[Data drawn from a collection]
# # # # #
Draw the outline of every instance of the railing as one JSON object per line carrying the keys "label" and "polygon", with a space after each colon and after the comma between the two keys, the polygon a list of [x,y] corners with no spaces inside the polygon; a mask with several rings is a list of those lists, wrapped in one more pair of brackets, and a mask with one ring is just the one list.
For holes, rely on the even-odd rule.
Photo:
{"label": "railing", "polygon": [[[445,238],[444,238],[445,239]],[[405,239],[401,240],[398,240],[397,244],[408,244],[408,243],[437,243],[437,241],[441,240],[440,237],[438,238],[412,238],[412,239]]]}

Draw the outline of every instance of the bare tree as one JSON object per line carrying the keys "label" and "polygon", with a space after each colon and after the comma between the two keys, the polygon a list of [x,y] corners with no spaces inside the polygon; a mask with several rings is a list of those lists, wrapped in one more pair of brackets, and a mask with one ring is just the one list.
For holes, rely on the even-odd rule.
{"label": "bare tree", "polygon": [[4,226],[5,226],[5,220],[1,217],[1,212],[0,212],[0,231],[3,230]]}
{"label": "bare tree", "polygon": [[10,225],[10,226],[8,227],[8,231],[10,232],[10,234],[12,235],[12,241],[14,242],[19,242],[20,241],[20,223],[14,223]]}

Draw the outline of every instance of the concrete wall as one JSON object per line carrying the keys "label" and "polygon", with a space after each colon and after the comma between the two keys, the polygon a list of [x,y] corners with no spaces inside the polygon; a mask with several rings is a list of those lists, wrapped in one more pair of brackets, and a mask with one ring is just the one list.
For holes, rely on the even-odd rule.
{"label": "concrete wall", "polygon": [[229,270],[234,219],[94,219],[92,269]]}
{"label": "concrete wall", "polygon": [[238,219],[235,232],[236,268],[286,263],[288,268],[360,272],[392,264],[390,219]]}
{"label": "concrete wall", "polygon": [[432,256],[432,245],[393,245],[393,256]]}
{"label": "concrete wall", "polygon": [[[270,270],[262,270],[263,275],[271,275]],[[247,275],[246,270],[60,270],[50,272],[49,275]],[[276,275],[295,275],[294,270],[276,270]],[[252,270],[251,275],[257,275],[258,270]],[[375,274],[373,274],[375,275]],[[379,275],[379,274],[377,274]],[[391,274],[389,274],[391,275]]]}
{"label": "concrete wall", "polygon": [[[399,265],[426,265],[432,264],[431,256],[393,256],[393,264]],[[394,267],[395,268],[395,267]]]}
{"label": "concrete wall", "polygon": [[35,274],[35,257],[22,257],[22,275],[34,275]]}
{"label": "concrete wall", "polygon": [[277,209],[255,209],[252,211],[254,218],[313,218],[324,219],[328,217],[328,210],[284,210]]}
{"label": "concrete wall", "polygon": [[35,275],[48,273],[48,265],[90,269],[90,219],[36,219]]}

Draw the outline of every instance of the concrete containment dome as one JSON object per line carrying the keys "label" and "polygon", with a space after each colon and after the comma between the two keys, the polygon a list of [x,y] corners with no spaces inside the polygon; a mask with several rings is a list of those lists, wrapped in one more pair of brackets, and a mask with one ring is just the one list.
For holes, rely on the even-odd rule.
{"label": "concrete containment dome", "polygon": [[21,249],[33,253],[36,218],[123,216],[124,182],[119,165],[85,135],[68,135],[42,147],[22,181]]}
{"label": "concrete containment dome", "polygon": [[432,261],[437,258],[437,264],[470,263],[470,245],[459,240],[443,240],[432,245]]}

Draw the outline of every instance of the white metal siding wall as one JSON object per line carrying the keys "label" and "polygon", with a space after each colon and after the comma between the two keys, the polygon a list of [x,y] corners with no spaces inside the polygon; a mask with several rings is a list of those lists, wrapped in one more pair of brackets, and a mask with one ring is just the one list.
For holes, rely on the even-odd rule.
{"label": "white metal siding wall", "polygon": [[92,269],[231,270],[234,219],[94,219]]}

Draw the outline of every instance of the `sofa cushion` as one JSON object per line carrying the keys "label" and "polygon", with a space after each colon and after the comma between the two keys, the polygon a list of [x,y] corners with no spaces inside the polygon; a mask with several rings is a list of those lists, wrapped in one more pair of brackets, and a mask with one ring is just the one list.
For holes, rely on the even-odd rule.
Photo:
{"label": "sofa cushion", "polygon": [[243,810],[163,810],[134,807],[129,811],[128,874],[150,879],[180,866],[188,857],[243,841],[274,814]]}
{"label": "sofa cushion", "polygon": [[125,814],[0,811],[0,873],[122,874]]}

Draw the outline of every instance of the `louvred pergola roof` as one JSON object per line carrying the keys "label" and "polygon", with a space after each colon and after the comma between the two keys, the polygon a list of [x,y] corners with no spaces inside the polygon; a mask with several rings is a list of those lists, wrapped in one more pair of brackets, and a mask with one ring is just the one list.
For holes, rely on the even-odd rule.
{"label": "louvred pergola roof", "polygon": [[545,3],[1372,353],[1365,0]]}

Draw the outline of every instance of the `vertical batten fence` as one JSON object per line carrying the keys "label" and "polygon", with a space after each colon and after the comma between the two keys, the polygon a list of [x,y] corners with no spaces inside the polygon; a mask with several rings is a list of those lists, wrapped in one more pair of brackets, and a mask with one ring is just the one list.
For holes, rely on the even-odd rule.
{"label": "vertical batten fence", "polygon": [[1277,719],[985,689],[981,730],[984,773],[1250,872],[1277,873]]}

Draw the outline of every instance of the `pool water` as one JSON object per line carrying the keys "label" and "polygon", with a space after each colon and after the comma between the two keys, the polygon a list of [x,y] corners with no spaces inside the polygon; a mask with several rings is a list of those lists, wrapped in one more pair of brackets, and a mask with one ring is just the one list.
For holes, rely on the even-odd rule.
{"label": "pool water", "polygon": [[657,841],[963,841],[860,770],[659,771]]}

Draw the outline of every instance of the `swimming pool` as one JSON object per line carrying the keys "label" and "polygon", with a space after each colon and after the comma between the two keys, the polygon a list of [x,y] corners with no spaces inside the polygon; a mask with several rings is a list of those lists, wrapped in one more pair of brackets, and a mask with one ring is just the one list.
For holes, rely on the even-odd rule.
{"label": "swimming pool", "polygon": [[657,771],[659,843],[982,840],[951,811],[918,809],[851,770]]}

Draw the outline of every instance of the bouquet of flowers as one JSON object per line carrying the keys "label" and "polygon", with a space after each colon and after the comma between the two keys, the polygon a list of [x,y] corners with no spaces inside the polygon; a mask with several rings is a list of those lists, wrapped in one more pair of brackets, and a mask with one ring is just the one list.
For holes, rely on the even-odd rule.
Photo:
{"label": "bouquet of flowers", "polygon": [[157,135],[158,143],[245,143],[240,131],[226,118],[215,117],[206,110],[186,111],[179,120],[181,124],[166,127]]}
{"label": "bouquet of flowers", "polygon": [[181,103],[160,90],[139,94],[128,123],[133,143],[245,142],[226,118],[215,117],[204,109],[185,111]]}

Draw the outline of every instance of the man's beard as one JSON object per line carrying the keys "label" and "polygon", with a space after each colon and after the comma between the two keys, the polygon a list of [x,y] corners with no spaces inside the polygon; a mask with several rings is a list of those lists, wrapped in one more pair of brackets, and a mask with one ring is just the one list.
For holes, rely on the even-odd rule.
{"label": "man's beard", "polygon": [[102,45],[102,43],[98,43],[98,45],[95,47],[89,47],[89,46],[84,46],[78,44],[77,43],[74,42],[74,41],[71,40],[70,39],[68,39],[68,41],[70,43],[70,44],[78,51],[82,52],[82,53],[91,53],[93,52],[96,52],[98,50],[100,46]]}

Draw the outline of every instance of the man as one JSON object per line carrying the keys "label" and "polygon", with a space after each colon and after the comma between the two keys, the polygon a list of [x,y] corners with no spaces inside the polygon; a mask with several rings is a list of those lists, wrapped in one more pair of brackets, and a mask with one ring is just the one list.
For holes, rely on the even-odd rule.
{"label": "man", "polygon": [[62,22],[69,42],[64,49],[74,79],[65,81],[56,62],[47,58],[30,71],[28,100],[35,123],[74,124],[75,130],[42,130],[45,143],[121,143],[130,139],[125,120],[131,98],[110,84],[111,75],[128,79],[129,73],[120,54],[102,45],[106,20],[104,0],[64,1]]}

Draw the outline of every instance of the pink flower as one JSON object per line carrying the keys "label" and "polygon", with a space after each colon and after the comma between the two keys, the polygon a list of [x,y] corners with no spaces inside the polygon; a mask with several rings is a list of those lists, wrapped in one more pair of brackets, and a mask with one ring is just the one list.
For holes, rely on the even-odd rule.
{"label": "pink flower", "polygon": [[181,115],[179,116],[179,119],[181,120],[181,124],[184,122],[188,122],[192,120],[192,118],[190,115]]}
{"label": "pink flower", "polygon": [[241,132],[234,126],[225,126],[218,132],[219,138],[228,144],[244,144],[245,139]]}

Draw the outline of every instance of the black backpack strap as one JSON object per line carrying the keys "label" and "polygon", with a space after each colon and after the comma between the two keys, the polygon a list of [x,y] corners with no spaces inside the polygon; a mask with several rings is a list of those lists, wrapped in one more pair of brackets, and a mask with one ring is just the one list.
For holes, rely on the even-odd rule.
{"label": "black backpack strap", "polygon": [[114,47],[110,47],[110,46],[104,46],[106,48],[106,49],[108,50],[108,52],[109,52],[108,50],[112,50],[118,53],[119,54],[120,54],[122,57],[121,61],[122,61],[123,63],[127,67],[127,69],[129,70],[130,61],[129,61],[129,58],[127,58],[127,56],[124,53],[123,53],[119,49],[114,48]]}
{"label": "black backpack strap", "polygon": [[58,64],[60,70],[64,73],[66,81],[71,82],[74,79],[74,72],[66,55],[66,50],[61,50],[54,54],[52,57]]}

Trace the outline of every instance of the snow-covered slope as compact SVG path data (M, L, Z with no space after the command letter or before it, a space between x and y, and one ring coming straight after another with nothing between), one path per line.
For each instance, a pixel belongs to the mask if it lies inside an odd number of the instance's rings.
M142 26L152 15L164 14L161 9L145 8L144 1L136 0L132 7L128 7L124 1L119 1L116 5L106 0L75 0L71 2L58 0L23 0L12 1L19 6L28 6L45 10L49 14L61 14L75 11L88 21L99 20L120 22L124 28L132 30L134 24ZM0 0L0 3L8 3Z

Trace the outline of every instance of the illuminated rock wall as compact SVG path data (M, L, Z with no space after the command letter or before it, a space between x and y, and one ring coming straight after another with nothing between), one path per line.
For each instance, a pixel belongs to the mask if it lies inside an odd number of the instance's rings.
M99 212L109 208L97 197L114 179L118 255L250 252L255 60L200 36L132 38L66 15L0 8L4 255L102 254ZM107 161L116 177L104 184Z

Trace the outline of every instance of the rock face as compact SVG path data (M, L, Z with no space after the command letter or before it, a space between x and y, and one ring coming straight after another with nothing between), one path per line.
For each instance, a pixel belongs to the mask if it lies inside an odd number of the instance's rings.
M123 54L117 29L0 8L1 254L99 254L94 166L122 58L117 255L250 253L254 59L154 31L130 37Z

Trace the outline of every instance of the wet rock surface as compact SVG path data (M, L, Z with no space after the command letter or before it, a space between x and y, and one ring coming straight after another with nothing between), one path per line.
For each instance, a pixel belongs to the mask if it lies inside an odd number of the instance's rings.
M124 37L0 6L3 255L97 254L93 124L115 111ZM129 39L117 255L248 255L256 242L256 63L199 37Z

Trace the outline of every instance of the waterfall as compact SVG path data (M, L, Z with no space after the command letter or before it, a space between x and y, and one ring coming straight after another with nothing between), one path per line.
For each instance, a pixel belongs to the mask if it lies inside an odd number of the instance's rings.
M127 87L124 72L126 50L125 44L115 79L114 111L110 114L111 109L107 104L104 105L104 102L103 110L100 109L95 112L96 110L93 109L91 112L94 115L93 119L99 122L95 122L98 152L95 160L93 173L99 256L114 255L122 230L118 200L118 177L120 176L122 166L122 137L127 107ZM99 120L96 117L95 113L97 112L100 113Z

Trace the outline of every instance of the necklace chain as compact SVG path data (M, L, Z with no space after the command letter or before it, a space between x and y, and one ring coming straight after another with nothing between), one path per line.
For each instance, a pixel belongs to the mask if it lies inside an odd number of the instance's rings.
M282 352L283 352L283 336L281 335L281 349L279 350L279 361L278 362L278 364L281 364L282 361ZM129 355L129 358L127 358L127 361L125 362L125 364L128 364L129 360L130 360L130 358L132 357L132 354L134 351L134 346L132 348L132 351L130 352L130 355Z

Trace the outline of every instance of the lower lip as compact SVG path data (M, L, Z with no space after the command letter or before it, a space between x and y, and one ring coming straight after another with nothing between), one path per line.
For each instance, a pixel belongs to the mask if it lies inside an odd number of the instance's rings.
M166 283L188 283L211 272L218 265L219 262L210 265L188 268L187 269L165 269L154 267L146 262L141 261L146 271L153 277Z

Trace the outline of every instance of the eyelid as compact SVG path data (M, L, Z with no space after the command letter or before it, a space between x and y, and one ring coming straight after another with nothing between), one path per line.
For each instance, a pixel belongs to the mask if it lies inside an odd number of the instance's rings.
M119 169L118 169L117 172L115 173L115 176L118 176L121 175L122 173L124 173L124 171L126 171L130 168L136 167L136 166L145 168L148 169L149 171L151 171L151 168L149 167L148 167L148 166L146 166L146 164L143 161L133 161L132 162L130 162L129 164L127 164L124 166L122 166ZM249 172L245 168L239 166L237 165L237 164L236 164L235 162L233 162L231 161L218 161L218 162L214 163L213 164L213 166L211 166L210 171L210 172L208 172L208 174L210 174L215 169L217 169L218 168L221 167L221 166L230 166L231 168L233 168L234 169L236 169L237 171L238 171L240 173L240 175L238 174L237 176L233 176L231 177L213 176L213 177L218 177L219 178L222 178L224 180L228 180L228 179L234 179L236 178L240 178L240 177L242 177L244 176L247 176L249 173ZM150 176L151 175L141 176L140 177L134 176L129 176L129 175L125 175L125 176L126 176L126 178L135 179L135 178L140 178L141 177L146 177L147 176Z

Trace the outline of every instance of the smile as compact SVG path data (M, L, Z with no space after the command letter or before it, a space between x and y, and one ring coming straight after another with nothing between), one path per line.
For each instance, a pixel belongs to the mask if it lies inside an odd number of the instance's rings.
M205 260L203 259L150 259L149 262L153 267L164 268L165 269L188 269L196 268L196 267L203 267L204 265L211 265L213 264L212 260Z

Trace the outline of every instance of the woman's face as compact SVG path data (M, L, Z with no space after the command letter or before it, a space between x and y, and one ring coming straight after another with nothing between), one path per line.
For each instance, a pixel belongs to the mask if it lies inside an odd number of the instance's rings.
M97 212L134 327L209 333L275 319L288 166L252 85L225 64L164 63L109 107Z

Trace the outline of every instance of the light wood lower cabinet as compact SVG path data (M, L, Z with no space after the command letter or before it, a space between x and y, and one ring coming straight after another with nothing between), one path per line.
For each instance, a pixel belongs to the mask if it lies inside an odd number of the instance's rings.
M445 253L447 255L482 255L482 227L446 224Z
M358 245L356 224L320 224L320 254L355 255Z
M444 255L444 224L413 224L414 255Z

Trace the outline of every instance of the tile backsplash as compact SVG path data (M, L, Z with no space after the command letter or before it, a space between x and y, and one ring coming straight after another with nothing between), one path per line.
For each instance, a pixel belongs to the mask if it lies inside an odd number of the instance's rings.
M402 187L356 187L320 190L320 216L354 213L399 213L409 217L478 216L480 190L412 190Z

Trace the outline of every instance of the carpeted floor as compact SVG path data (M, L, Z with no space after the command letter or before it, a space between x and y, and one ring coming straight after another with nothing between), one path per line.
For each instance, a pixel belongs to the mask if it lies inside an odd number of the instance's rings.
# # # # #
*THE EXERCISE*:
Echo the lines above verbatim, from the line containing "Trace the outline of every instance of the smile" through the last line, both ends included.

*EXPECTED ANSWER*:
Trace the outline of every instance of the smile as compact SVG path data (M, L, Z with no space after the command letter or before it, a space between x and y, and one ring coming straight after another with nothing between), one path per line.
For each instance, a pixel belongs to the mask if it lies inside an odd number of the instance's rings.
M205 260L203 259L150 259L149 262L153 267L164 268L165 269L188 269L196 268L196 267L203 267L204 265L211 265L213 264L212 260Z

Trace the outline of every instance of the woman's face as compact SVG path data (M, L, Z with no space after the command letter or before it, a space between x and y, and one ring coming straight after another with nothing between), one path per line.
For each instance, a pixel belongs to the mask if it lies inside an odd number of the instance's rings.
M97 212L134 327L209 333L275 319L288 166L252 85L225 64L164 63L109 107Z

Trace the outline of every instance of the light wood lower cabinet as compact SVG path data (M, L, Z with no space after the command letter or before it, a space between x and y, and one ring coming straight after another with nothing between), one path per line.
For each instance, a pixel belongs to the mask if it lies inside an odd number of the instance's rings.
M445 253L447 255L482 255L482 227L446 224Z
M358 245L356 224L320 224L320 254L355 255Z
M444 255L444 224L413 224L414 255Z

Trace the outline of every instance of the tile backsplash as compact SVG path data (M, L, Z with no space after the command letter or before it, a space between x and y, and one ring coming straight after another with nothing between), one path per line.
For each instance, a pixel belongs to the mask if it lies inside an odd number of the instance's rings.
M402 187L356 187L320 190L320 216L354 213L399 213L409 217L478 216L480 190L412 190Z

Trace the outline of every instance of the carpeted floor as compact SVG path data (M, L, Z with no space after the command letter or before it, a space between x and y, and one ring coming straight after another with nothing between), one path per line.
For each instance, a pixel belongs to the mask if it lies inside an odd number of the instance's rings.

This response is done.